## [Work item]
Filter out all lines without the word "every" from the data below, please, and copy the rest.

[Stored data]
★ ★ ★ ★ ★

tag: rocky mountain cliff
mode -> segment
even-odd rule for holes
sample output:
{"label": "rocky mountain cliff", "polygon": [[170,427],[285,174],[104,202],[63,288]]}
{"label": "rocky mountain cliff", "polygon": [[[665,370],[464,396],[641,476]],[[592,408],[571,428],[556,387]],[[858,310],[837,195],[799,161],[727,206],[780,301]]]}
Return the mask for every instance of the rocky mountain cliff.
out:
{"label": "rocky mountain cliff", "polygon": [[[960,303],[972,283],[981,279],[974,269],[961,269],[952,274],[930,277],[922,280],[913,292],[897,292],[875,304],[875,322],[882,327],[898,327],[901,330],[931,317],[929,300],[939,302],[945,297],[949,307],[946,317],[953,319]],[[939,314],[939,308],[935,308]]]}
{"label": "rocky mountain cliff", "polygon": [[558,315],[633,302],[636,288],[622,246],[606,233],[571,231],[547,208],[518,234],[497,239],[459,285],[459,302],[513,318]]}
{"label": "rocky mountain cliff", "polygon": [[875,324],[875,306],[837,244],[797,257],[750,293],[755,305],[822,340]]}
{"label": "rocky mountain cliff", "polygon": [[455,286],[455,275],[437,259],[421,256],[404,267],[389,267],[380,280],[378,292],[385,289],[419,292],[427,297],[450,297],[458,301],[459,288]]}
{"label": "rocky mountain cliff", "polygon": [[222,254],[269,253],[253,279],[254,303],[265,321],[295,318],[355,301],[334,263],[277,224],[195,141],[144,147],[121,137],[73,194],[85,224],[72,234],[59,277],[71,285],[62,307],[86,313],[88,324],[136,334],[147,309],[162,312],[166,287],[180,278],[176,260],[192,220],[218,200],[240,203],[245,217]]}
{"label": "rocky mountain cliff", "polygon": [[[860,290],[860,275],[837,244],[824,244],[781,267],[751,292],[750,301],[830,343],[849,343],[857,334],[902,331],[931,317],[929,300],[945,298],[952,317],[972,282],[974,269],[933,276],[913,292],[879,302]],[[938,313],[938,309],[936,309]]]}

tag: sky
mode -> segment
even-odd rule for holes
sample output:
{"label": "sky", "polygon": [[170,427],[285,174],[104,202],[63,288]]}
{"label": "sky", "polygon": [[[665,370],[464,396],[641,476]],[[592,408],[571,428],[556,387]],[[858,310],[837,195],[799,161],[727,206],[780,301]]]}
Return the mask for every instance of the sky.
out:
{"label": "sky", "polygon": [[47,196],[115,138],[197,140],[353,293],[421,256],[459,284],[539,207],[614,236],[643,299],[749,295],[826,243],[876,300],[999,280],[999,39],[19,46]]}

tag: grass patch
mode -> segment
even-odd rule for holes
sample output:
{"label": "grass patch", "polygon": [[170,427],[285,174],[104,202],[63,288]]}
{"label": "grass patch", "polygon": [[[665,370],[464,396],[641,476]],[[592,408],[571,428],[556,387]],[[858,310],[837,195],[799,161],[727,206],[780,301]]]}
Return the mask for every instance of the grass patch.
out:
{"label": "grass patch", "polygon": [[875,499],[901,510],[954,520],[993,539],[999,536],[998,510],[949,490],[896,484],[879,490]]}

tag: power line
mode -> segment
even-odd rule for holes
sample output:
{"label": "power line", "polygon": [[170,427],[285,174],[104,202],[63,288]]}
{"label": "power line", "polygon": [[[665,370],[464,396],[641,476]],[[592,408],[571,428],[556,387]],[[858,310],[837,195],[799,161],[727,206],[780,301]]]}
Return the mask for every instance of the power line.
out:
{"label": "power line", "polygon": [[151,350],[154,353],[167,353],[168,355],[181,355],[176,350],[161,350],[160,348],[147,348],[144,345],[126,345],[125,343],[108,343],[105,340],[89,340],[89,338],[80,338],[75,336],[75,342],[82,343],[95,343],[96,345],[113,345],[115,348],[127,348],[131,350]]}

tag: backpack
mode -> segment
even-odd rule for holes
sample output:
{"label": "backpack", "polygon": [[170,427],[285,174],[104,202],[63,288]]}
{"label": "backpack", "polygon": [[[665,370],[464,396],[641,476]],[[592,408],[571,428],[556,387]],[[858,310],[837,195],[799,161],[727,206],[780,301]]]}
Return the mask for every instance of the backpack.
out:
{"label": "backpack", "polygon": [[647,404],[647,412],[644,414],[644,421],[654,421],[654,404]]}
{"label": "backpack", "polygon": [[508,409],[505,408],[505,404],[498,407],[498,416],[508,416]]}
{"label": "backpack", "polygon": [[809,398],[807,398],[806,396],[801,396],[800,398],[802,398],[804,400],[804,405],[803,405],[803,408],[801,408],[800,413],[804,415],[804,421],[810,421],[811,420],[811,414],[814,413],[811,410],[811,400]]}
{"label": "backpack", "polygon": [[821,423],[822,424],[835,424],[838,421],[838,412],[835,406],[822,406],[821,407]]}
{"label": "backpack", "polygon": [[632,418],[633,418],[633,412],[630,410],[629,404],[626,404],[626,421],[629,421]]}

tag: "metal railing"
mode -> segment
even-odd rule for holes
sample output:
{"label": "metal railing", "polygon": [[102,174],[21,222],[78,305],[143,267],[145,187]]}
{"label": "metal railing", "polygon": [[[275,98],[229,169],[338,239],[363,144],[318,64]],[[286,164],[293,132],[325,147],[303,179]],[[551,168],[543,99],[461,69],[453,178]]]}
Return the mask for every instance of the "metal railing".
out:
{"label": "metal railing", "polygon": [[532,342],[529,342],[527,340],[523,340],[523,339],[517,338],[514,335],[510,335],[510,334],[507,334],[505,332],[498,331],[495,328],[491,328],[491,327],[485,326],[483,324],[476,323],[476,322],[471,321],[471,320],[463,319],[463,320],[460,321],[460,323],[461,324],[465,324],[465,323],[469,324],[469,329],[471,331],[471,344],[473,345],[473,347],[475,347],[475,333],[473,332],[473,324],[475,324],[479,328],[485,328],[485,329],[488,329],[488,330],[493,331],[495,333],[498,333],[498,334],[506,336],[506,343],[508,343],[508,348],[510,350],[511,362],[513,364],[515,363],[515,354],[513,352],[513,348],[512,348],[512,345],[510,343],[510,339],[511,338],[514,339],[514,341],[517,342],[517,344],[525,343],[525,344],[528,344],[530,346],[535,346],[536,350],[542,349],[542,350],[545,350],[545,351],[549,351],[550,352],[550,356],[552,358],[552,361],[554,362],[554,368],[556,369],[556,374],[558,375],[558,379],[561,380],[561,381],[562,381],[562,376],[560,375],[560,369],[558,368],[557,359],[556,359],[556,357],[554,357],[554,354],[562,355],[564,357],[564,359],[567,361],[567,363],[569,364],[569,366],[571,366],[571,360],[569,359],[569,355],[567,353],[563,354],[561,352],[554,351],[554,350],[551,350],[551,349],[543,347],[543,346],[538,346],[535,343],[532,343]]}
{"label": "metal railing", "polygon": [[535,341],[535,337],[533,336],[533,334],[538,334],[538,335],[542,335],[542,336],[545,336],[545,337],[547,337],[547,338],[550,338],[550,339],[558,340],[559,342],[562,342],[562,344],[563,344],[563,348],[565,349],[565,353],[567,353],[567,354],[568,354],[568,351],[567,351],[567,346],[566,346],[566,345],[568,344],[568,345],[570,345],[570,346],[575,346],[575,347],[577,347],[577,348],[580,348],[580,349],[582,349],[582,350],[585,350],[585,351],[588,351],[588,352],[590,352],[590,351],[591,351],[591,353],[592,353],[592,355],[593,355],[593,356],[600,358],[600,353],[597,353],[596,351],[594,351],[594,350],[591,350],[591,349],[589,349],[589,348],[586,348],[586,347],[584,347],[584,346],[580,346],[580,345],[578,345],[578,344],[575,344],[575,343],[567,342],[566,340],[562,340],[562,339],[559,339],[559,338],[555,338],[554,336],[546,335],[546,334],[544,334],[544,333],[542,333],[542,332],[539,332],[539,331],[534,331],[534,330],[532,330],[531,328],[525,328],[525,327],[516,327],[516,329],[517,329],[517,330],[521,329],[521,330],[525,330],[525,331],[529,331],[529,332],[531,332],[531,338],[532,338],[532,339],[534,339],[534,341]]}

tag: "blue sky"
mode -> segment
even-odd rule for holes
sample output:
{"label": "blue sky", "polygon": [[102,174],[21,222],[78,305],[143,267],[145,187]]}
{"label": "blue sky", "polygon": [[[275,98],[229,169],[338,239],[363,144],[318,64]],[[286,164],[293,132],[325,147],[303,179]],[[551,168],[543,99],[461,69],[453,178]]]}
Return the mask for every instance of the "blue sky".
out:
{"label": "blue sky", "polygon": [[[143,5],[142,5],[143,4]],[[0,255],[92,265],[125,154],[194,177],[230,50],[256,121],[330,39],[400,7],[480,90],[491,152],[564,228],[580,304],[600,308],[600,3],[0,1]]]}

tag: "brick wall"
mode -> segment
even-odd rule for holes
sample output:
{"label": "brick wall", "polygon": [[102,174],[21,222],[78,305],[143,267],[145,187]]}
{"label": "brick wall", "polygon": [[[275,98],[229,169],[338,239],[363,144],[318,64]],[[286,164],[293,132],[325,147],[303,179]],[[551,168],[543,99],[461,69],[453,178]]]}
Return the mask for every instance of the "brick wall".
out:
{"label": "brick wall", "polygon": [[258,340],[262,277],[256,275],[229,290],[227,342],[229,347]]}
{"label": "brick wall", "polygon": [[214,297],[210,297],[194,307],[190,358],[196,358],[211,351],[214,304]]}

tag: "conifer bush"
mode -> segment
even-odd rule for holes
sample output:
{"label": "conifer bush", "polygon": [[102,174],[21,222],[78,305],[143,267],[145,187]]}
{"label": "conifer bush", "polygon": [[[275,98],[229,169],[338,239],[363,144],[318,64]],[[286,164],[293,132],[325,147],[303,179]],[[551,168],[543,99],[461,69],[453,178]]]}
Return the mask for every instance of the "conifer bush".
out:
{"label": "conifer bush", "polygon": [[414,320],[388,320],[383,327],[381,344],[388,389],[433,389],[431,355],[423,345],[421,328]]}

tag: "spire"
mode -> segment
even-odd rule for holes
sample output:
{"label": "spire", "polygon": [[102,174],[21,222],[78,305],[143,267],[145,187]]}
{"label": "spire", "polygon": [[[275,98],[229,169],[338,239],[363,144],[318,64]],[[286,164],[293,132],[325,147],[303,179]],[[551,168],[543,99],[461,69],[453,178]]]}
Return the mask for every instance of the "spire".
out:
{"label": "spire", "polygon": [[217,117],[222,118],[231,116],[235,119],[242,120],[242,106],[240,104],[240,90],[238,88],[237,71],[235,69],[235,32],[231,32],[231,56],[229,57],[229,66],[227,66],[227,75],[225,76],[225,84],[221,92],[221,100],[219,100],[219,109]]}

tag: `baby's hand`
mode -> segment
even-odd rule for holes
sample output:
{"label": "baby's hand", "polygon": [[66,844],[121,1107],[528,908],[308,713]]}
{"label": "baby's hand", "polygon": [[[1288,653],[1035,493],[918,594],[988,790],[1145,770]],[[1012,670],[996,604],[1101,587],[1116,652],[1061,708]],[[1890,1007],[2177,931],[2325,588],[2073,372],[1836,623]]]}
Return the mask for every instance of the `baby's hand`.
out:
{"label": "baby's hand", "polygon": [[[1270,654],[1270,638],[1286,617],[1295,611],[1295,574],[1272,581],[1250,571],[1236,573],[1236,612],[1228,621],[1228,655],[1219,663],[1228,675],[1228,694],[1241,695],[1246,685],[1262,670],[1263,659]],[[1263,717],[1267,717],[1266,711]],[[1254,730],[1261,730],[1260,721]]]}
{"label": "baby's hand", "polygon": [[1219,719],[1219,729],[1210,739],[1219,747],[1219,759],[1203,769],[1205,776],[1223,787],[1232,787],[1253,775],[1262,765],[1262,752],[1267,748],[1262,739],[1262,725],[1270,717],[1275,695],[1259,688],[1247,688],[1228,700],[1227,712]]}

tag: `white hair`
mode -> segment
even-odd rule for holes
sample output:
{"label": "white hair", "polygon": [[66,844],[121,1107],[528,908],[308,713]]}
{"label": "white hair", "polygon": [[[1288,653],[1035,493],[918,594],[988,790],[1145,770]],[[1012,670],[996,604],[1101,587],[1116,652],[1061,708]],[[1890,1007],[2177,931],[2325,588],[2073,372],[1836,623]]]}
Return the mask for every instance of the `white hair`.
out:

★ ★ ★ ★ ★

## [Result of the exercise]
Return the mask for every instance of the rocky mountain cliff.
Return the mask for every instance of the sky.
Return the mask for every instance of the grass patch.
Return the mask for every instance of the power line.
Return the mask for every instance of the backpack.
Return the mask for every instance of the "metal railing".
Return the mask for every instance of the "blue sky".
Return the mask for every instance of the "brick wall".
Return the mask for every instance of the "conifer bush".
Return the mask for every instance of the "spire".
Return the mask for every instance of the `baby's hand`.
Return the mask for every instance of the `white hair`.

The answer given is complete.